**EXERCISE REQUIREMENTS**
How many lines in the listing below contain the string "suit"? Case matters; reply with the number alone.

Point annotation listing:
______
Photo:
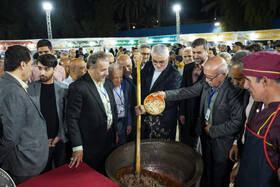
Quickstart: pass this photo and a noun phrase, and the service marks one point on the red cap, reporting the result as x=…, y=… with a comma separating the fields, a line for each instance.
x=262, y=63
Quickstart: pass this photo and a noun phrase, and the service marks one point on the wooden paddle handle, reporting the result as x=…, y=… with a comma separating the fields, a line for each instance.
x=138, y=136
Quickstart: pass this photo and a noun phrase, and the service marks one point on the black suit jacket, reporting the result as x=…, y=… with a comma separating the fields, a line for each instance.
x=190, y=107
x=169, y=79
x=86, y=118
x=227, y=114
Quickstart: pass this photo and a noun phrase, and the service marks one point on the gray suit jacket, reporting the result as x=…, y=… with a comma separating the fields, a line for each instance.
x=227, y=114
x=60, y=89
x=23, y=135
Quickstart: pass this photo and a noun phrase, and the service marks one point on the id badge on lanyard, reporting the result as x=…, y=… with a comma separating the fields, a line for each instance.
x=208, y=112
______
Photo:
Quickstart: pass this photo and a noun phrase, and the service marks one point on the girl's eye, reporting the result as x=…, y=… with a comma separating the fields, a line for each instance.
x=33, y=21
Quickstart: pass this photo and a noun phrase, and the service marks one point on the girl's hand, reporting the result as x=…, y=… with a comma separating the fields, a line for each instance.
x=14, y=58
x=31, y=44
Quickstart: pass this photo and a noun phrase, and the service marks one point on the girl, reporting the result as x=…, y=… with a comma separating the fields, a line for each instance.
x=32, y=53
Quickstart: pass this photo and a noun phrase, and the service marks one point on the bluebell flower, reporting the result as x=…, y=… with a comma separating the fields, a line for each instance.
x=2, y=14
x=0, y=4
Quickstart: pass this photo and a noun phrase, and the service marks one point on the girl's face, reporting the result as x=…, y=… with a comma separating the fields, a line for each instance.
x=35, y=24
______
**WRITTEN ANSWER**
2